**PASSAGE SHOWN**
=====
I. Active Directory prerequisites


As always when working with Kerberos on an Active Directory, the first thing to do is to create a user. So let's create this user with the following properties:

  • User name: cskrb
  • Support AES 128 bits encryption
  • WARNING: This account MUST NOT support AES 256 bits encryption
  • Trust for Delegation to any service (Kerberos Only)
  • Password never expires
  • Account never expires
  • Account not locked


Once the user has been created, you can proceed with the keytab creation using the comment prompt on the Active Directory host:

cs_keytab.png


According to the documentation of EMC, you can create one keytab with several keys inside for the Documentum repositories. Actually, that's wrong! It's not possible in the Microsoft world to generate a keytab with more than one Service Principal Name (SPN) in it, only the Linux implementations of Kerberos allow that. If you try to do so, your Active Directory may loop forever trying to add a second SPN to the keytab. That will considerably slow down your Active Directory and it may even crash...
=====
**DATA EXCERPT**
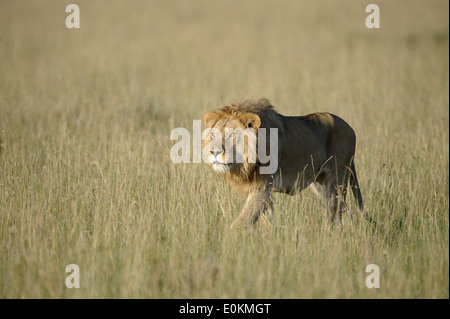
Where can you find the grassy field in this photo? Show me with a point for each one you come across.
(85, 172)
=====
**PROBLEMS AND TASKS**
a – Please echo the Kerberos passage word for word, between "According to the" and "may even crash...", inclusive.
b – Summarize the Kerberos passage in two sentences.
c – Name every property that the Kerberos passage gives for the user to be created.

**SOLVED PROBLEMS**
a –
According to the documentation of EMC, you can create one keytab with several keys inside for the Documentum repositories. Actually, that's wrong! It's not possible in the Microsoft world to generate a keytab with more than one Service Principal Name (SPN) in it, only the Linux implementations of Kerberos allow that. If you try to do so, your Active Directory may loop forever trying to add a second SPN to the keytab. That will considerably slow down your Active Directory and it may even crash...

b – Working with Kerberos on Active Directory begins with creating a user, here named cskrb, that supports AES 128-bit encryption but must not support AES 256-bit encryption, after which a keytab is created on the Active Directory host. EMC's documentation says one keytab can hold several keys for the Documentum repositories, but the Microsoft world cannot generate a keytab with more than one Service Principal Name, and trying to do so may make Active Directory loop forever, slow down considerably, or even crash.

c –
- User name: cskrb
- Support AES 128 bits encryption
- This account must not support AES 256 bits encryption
- Trust for Delegation to any service (Kerberos Only)
- Password never expires
- Account never expires
- Account not locked